Crise des déchets : Des effets nocifs qui s’inscrivent dans la durée, mais difficilement quantifiables, faute d’études à l’échelle nationale

Le ramassage des ordures au terme d'une longue crise de huit mois a certes suscité un soulagement au niveau de la population, les paysages désolants des immondices disparaissant progressivement des rues. Du point de vue de la santé publique, toutefois, le mal est déjà fait. La pollution de l'eau et de l'air est désormais un fait. La question est de connaître son ampleur à l'échelle nationale.

Les experts sont catégoriques : la pollution microbiologique et chimique de l’eau et de l’air est un fait. Il n’y a aucun doute à ce niveau. Photo d’archives Michel Sayegh

La crise des déchets qui a sévi durant huit longs mois, fruit de l'imprévoyance et de l'avidité des responsables, a entraîné une pollution microbienne et chimique à tous les niveaux. Au cours de cette période – marquée par les relents répugnants, les immenses fumées noires chargées de matières cancérigènes et les rumeurs sur l'émergence de telle ou telle maladie – on aura tout vu et entendu au sujet de la préoccupation que se faisaient les responsables concernant la santé du citoyen lambda. À tel point que le ministre de l'Agriculture, Akram Chehayeb, qui s'est vu confier la grande tâche de développer un plan d'urgence pour sortir de la crise, s'est excusé « auprès du peuple » parce qu'une solution tardait à voir le jour.


Si les monticules des détritus commencent à disparaître des rues, leurs effets toxiques et microbiologiques persisteront dans l'air et dans l'eau... et pour de nombreuses décennies encore.
« La pollution microbiologique et chimique de l'eau et de l'air est un fait. Il n'y a aucun doute à ce niveau », affirme d'emblée Dominique Salameh, directeur du département de chimie à la faculté des sciences de l'Université Saint-Joseph. « C'est l'ampleur de cette pollution à l'échelle nationale qu'il faudrait définir, caractériser et quantifier », précise de son côté Joseph Matta, directeur des laboratoires de l'Institut de recherche industrielle (IRI).


Les spécialistes distinguent quatre phases d'exposition aux effets délétères des déchets : exposition de court terme à faibles doses ; exposition de court terme à fortes doses ; exposition de long terme à faibles doses ; et exposition de long terme à fortes doses. « Dépendamment de la nature de la toxine, du polluant et de la phase d'exposition, les effets nocifs peuvent varier entre des malaises ponctuels de nature pulmonaire ou infectieuse et des maladies chroniques à effet carcinogène ou tératogène (c'est-à-dire due à une substance pouvant provoquer des malformations chez le fœtus) », souligne Dominique Salameh.
« Lorsqu'on a commencé à brûler les déchets, près de vingt jours après le début de la crise, le 17 juillet dernier, on se trouvait à la phase d'exposition de court terme à fortes doses, explique Dominique Salameh. Au fil des jours, la fréquence de l'incinération a baissé et les dépotoirs sauvages ont proliféré un peu partout sur l'ensemble du territoire. Nous sommes donc passés à une exposition de long terme à faibles doses, caractérisée par les émanations des gaz, des fumées et des particules des déchets, ainsi que l'exposition à des toxines microbiennes. De nombreuses années sont nécessaires pour pouvoir mesurer l'effet de ce type d'exposition sur la santé. »

DONNÉES DISPONIBLES
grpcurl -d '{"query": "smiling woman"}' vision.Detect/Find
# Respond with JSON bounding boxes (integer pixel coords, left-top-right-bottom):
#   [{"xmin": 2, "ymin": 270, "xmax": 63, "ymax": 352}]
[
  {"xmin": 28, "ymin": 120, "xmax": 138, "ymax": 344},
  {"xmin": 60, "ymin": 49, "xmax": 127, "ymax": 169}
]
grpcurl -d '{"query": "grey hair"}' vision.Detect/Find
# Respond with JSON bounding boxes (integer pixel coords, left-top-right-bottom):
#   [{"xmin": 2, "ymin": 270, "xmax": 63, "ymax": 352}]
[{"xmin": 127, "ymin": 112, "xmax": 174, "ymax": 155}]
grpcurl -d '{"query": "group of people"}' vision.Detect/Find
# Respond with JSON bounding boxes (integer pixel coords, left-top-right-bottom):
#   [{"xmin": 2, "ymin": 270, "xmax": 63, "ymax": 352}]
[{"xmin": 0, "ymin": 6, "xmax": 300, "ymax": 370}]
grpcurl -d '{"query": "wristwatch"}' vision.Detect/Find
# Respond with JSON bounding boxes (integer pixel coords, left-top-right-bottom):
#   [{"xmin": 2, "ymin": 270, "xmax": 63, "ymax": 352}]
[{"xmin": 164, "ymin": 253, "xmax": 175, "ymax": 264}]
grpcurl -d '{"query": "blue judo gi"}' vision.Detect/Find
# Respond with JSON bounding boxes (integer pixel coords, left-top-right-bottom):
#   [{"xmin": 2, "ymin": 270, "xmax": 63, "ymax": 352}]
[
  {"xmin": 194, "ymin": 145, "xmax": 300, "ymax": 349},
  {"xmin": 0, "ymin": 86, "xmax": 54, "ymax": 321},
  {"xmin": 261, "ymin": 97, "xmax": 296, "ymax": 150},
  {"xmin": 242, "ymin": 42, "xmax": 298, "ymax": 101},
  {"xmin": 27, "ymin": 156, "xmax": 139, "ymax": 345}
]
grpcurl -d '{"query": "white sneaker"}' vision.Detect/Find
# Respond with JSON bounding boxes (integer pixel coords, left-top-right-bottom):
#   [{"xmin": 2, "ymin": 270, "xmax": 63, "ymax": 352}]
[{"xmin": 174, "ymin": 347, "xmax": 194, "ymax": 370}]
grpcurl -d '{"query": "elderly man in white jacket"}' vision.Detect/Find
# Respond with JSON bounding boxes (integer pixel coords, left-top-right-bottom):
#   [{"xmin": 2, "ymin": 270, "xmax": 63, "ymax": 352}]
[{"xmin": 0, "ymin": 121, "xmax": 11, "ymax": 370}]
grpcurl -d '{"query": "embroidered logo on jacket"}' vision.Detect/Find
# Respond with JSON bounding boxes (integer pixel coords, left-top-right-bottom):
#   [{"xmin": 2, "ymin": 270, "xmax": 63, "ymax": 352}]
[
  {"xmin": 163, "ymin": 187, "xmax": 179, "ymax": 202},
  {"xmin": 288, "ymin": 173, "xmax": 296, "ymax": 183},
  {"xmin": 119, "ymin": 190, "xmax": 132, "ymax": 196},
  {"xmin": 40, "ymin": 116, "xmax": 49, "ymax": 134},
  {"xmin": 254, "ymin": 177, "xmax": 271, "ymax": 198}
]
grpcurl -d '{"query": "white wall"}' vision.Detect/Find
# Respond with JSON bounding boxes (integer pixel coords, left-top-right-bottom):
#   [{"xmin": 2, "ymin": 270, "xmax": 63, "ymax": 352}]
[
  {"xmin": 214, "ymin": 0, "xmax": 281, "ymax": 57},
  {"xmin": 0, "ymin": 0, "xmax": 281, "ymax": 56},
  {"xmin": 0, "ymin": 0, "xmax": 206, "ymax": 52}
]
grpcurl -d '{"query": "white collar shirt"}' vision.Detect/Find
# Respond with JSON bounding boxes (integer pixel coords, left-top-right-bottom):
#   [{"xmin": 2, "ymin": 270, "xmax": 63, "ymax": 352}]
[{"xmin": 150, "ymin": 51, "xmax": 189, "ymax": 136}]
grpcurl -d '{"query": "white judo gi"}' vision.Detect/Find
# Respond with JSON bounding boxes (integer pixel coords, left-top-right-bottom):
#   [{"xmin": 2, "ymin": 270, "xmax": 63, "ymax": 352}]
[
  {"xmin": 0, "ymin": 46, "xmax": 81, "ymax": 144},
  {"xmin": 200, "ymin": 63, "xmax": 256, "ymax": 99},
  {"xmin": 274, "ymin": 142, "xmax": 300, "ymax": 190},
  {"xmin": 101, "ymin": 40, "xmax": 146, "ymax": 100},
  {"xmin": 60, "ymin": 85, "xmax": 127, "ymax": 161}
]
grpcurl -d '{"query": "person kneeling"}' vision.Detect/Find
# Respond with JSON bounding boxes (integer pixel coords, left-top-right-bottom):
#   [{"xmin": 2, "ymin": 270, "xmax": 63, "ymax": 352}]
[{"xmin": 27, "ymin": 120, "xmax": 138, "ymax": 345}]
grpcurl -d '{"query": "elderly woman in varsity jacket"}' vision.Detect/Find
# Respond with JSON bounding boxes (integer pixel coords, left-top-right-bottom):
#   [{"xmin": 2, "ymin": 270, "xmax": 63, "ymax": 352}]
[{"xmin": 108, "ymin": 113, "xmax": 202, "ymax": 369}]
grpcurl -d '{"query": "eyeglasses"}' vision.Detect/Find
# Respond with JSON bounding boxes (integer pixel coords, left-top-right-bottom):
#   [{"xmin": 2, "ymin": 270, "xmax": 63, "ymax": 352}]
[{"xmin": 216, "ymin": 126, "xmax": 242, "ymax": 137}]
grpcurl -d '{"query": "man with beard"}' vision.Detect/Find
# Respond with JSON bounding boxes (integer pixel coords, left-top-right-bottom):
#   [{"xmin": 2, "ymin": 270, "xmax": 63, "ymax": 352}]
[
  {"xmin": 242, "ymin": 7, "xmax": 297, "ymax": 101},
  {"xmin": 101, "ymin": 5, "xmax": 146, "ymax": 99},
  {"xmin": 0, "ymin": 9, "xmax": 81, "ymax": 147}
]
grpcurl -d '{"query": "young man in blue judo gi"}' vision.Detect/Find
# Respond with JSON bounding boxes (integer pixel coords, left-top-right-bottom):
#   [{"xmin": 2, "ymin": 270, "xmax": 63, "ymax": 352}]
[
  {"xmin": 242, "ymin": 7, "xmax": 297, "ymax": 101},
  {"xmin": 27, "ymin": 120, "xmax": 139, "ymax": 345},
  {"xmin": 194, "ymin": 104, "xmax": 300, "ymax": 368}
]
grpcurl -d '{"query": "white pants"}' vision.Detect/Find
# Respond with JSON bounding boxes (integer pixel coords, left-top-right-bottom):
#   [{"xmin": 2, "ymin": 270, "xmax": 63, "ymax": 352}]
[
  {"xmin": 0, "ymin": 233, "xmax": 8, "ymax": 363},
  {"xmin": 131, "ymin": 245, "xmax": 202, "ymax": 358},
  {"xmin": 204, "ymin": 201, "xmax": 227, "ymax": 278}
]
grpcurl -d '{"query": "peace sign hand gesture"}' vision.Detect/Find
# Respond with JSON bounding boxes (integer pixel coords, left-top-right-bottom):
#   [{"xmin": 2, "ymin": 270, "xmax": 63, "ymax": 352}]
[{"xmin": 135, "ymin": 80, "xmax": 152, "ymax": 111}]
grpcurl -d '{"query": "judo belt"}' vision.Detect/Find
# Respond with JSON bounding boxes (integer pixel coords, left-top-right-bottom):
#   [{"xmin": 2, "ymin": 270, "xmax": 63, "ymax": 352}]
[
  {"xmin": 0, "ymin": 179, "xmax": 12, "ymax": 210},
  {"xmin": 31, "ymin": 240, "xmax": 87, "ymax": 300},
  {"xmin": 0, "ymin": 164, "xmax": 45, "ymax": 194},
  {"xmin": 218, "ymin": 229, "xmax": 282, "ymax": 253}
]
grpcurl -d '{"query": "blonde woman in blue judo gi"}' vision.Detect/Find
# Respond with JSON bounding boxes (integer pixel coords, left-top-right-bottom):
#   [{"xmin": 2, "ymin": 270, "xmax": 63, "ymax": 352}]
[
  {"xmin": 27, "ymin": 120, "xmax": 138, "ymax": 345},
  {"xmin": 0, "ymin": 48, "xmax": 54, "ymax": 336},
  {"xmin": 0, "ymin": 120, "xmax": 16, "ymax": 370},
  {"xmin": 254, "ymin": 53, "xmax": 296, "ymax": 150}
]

QUESTIONS D'ÉTUDE
[1] Extrayez du texte sur la crise des déchets le passage allant de « Si les monticules » jusqu'à « nombreuses décennies encore. ».
[2] Répondez aux questions suivantes d'après le texte sur la crise des déchets :
(a) Combien de temps la crise des déchets a-t-elle duré ?
(b) Quel ministre s'est vu confier l'élaboration d'un plan d'urgence, et de quel ministère est-il chargé ?
(c) Quelle fonction Joseph Matta occupe-t-il ?
[3] Énumérez les phases d'exposition aux effets des déchets que distinguent les spécialistes dans le texte sur la crise des déchets.

RÉPONSES CI-DESSOUS
[1]
Si les monticules des détritus commencent à disparaître des rues, leurs effets toxiques et microbiologiques persisteront dans l'air et dans l'eau... et pour de nombreuses décennies encore.

[2]
(a) Huit mois.
(b) Akram Chehayeb, ministre de l'Agriculture.
(c) Il est directeur des laboratoires de l'Institut de recherche industrielle (IRI).

[3]
- Exposition de court terme à faibles doses
- Exposition de court terme à fortes doses
- Exposition de long terme à faibles doses
- Exposition de long terme à fortes doses